Arrange every line of the items below as a Markdown table with two columns, Row and Line, numbering the rows in order and omitting blank lines.

EXTRACTED ENTRIES:
+ + +
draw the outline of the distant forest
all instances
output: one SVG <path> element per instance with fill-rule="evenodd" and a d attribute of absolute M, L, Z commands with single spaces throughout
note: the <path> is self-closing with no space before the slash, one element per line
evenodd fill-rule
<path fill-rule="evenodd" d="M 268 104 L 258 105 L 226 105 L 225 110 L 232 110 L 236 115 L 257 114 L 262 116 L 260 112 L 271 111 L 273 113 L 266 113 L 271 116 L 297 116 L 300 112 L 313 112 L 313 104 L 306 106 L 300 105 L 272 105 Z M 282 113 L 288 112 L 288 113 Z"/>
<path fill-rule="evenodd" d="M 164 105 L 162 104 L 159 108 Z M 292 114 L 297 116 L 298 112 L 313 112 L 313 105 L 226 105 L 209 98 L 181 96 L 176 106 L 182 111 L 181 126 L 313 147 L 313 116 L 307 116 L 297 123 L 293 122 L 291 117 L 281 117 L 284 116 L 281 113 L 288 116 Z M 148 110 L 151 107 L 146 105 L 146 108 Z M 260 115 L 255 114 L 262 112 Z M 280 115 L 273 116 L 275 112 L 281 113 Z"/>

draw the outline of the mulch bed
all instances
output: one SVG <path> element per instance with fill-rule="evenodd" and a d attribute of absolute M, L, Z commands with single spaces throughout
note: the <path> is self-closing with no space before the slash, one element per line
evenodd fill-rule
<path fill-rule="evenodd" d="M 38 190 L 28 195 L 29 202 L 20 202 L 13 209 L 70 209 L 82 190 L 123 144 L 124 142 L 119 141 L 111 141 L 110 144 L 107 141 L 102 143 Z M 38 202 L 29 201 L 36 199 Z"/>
+ + +
ANSWER IN FULL:
| Row | Line |
|---|---|
| 1 | draw the outline of the distant forest |
| 2 | all instances |
| 3 | output: one SVG <path> element per instance with fill-rule="evenodd" and a d attribute of absolute M, L, Z commands with single spaces throughout |
| 4 | note: the <path> is self-closing with no space before the slash, one element per line |
| 5 | evenodd fill-rule |
| 6 | <path fill-rule="evenodd" d="M 268 104 L 258 105 L 226 105 L 225 110 L 232 110 L 236 115 L 257 114 L 262 116 L 260 112 L 271 111 L 273 113 L 266 113 L 271 116 L 297 116 L 300 112 L 313 112 L 313 104 L 306 106 L 300 105 L 272 105 Z M 282 113 L 288 112 L 288 113 Z"/> |
| 7 | <path fill-rule="evenodd" d="M 164 105 L 162 104 L 159 108 Z M 292 114 L 297 116 L 298 112 L 313 112 L 313 105 L 226 105 L 209 98 L 181 96 L 176 106 L 182 111 L 181 126 L 313 147 L 313 116 L 307 116 L 297 123 L 293 122 L 291 117 L 281 117 L 284 116 L 281 113 L 288 116 Z M 148 110 L 151 107 L 146 105 L 146 108 Z M 260 115 L 255 114 L 262 112 Z M 280 115 L 273 116 L 275 112 L 281 113 Z"/> |
| 8 | draw the outline of the mulch bed |
| 9 | all instances |
| 10 | output: one SVG <path> element per instance with fill-rule="evenodd" and a d attribute of absolute M, L, Z commands with single spaces throughout |
| 11 | note: the <path> is self-closing with no space before the slash, one element per line |
| 12 | evenodd fill-rule |
| 13 | <path fill-rule="evenodd" d="M 38 190 L 28 195 L 29 202 L 20 202 L 13 209 L 70 209 L 82 190 L 123 144 L 124 142 L 119 141 L 111 141 L 110 144 L 107 141 L 102 143 Z M 38 202 L 29 201 L 36 199 Z"/> |